**STATED PROBLEM:**
Reproduce exactly the final portion of the data: every line from the one containing "For the benchmark, spot each instance of the robot's green" through the last line, inclusive.

++++++

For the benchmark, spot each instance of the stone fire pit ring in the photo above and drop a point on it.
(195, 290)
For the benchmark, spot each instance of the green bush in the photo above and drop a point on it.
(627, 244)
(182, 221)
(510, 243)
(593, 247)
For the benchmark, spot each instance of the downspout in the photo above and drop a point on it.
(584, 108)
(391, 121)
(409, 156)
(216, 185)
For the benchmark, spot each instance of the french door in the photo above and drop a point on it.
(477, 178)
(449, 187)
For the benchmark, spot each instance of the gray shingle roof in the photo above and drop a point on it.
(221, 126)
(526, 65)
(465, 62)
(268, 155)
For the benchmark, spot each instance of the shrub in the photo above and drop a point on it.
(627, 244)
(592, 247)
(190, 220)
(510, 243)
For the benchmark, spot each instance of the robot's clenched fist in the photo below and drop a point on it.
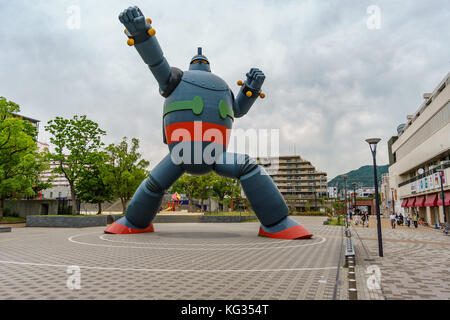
(198, 114)
(133, 19)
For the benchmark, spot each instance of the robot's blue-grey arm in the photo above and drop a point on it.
(141, 35)
(250, 91)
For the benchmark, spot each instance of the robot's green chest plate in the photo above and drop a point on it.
(200, 96)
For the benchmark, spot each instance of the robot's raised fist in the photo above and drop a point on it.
(133, 19)
(255, 78)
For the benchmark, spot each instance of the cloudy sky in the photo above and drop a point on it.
(337, 72)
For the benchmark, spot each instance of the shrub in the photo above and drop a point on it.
(8, 212)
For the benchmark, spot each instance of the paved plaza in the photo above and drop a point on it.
(178, 261)
(220, 261)
(415, 262)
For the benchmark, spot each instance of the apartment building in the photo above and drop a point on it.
(299, 182)
(418, 154)
(61, 187)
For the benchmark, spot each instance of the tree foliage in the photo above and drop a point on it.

++++++

**ANSWER TO THIS PROBLEM:**
For the benchmark, spot each instance of the robot's green chest plate in the photo above and drop a point on it.
(200, 96)
For the benchmark, spot each instance of the robot's raised fist in the photo above and drop a point on it.
(133, 19)
(255, 78)
For the benchmark, spot each instance of the cloudy sky in the photo above and drop a point on it.
(337, 72)
For the benchmark, spot each instance of the shrub in the photo above and drop a point on it.
(8, 212)
For the benchmark, spot each instance of the paved plaza in the photo above and drop a point on it.
(178, 261)
(220, 261)
(415, 262)
For the benchmark, spot each instance of the apartment building in the photo above and drop a point on it.
(299, 182)
(418, 154)
(61, 187)
For the benchmark, spot each instance of the tree foliage in the photo above and drop a point on it.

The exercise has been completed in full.